> **Obiettivo del compito**:
Rispondi alle domande seguenti sul brano relativo ai risultati Invalsi.
(a) In quale stagione, ogni anno, è attesa la pubblicazione degli esiti dell'Invalsi?
(b) Rispetto a che cosa le riflessioni sulle tendenze in atto, rese possibili dalle prove, sono ritenute più affidabili?
(c) A quale film viene paragonata la condizione dell'opinione pubblica trentina?

> **Brano**:
——

Come ogni estate, la pubblicazione degli esiti dell’Invalsi è attesa come un vaticinio infallibile sulla qualità della Scuola.
Si potrebbe discutere sulla reale capacità diagnostica e predittiva di tali prove; esse però consentono di comparare, da un anno all’altro, realtà diverse e di condurre riflessioni sulle tendenze in atto comunque più affidabili degli esami di Stato.
Ebbene: la notizia di quest’anno è che i risultati dei test Invalsi, presentati come un grande riconoscimento per il livello della Scuola trentina, a più attenta analisi palesano evidenti limiti, indizio di un decadimento del tanto sbandierato livello d’eccellenza del nostro sistema educativo e formativo, frutto della “lungimirante” gestione dell’ultimo decennio, nonostante si tenti di fornire al riguardo informazioni edulcorate e artificiosamente tranquillizzanti.
Un po’ come al protagonista del film “The Truman Show” – vissuto per tutta la vita, senza saperlo, al centro di un gigantesco reality – all’opinione pubblica trentina viene continuamente propinato un messaggio artefatto e illusorio, che enfatizza quali elementi positivi i residui di un’eccellenza appartenente semmai al passato, occultando capziosamente indicatori che segnalano un lento ma costante deterioramento.
Continuare a compiacersi di essere tra i primi a livello nazionale nasconde il non voler prendere atto della realtà e l’incapacità di riportare il sistema scolastico in una direzione di crescita che ci permetta di mantenere quel primato.

——

> **Dati forniti**:
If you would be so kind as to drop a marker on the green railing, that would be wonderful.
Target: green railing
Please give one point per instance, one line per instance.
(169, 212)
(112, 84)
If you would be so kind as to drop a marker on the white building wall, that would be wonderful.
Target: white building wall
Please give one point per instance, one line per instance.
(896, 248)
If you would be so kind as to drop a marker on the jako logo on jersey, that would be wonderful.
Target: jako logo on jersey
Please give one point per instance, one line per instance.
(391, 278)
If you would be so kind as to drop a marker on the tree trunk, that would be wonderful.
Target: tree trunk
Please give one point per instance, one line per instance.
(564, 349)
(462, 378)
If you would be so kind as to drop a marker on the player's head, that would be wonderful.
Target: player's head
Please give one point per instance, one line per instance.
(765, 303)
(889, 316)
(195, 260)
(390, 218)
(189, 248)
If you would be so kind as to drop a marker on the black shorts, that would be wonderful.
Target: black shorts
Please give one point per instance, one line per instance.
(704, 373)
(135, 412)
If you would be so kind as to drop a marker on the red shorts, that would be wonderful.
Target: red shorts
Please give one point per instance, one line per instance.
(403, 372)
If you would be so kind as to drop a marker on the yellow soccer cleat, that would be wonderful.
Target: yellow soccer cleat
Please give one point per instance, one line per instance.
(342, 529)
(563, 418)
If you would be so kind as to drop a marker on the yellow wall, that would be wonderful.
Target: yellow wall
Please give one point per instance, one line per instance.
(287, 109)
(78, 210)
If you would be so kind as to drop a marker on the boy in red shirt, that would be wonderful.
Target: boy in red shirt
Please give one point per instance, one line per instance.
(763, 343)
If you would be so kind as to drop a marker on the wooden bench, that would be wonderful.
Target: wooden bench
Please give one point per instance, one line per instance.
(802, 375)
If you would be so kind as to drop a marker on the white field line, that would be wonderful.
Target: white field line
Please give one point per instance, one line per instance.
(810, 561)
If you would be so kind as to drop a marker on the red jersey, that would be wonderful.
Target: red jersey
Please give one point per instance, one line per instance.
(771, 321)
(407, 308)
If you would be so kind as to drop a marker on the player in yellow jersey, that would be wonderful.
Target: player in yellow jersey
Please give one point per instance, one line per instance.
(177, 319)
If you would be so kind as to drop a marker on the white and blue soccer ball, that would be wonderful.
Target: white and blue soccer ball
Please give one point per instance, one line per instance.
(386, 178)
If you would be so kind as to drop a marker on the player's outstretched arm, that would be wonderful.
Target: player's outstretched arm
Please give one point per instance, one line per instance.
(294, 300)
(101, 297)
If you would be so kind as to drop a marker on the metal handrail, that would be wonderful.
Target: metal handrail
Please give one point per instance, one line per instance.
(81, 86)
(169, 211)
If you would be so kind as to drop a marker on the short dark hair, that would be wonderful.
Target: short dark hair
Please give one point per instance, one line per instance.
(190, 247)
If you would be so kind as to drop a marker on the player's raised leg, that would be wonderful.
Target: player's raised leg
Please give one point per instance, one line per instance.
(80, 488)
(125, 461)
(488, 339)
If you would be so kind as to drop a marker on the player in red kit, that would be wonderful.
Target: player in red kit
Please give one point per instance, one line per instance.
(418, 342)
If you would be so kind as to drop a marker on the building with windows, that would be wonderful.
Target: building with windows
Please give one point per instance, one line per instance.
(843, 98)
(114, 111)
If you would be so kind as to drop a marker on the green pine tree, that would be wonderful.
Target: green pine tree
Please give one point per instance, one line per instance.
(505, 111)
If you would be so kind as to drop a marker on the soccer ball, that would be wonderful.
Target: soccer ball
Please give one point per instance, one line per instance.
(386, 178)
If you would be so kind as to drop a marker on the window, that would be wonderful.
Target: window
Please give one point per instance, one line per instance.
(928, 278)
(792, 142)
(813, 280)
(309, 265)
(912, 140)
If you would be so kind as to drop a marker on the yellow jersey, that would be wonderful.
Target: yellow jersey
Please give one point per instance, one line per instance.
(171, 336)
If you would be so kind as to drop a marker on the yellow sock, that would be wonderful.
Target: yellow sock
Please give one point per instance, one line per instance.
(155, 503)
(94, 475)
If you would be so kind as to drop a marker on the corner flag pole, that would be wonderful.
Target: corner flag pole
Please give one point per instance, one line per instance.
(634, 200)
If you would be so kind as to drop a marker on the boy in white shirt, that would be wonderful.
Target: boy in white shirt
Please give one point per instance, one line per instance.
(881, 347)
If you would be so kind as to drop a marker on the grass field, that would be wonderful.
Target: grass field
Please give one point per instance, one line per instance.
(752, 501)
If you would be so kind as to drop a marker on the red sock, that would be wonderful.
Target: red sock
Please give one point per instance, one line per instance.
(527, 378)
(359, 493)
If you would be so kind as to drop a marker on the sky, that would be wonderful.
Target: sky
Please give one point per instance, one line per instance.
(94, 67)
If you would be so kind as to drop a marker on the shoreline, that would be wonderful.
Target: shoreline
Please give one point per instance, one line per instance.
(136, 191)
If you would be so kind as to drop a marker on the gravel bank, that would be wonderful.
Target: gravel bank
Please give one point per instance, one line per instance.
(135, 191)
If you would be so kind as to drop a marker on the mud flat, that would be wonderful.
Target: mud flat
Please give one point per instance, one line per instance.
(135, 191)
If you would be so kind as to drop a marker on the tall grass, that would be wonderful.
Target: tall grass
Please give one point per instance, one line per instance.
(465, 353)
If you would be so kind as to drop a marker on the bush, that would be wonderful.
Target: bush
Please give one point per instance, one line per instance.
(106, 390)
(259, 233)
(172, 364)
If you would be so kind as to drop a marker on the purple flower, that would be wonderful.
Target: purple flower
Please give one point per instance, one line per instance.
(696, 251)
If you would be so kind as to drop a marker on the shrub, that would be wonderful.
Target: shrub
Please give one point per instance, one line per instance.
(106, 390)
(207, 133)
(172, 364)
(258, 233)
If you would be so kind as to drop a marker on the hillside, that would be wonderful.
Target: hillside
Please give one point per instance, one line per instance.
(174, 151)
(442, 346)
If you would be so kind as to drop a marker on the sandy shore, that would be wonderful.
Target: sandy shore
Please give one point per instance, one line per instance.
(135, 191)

——

> **Risposta al compito**:
(a) In estate.
(b) Agli esami di Stato.
(c) "The Truman Show".